[BEGIN]

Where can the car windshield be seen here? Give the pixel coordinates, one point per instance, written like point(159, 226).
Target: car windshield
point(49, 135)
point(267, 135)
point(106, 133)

[END]
[BEGIN]

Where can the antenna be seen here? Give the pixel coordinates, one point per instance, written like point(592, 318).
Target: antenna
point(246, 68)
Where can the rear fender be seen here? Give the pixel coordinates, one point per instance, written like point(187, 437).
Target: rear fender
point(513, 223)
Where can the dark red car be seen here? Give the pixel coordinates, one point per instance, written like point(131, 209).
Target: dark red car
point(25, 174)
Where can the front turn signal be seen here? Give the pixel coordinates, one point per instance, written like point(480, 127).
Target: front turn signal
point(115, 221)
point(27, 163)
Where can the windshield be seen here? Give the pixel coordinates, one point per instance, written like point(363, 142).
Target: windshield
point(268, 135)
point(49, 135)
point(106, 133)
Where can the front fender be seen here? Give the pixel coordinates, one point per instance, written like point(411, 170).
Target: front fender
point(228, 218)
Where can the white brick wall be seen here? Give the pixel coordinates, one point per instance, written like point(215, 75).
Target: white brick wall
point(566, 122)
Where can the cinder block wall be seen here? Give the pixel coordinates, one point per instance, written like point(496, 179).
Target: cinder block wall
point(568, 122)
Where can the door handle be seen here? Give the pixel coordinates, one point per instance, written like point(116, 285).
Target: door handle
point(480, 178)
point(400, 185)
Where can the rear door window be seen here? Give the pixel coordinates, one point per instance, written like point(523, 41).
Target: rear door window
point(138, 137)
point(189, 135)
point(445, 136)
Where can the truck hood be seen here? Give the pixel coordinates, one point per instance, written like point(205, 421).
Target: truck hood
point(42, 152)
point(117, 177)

[END]
[BEGIN]

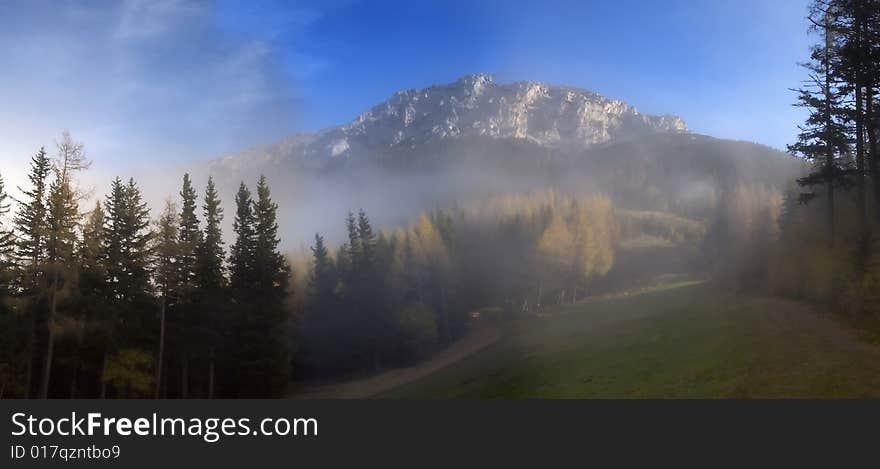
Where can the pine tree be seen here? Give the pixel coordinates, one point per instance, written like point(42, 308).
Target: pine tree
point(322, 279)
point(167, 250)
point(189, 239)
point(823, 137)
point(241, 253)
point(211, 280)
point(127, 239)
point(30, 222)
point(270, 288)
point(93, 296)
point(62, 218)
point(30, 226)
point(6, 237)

[END]

Exercise:
Write out as a numbered list the lines that open with the line containing "Where can the front fender" and close with the line containing "point(568, 122)", leaving out any blank lines.

Task result:
1. Where can the front fender be seen here? Give the pixel coordinates, one point per instance, written like point(411, 170).
2. Target: front fender
3. point(228, 218)
4. Where can the white brick wall be seen here? Give the pixel coordinates, one point per instance, written like point(215, 75).
5. Target: white brick wall
6. point(566, 122)
7. Where can the cinder block wall be seen here? Give the pixel coordinates, one point per instance, written like point(496, 179).
8. Target: cinder block wall
9. point(568, 122)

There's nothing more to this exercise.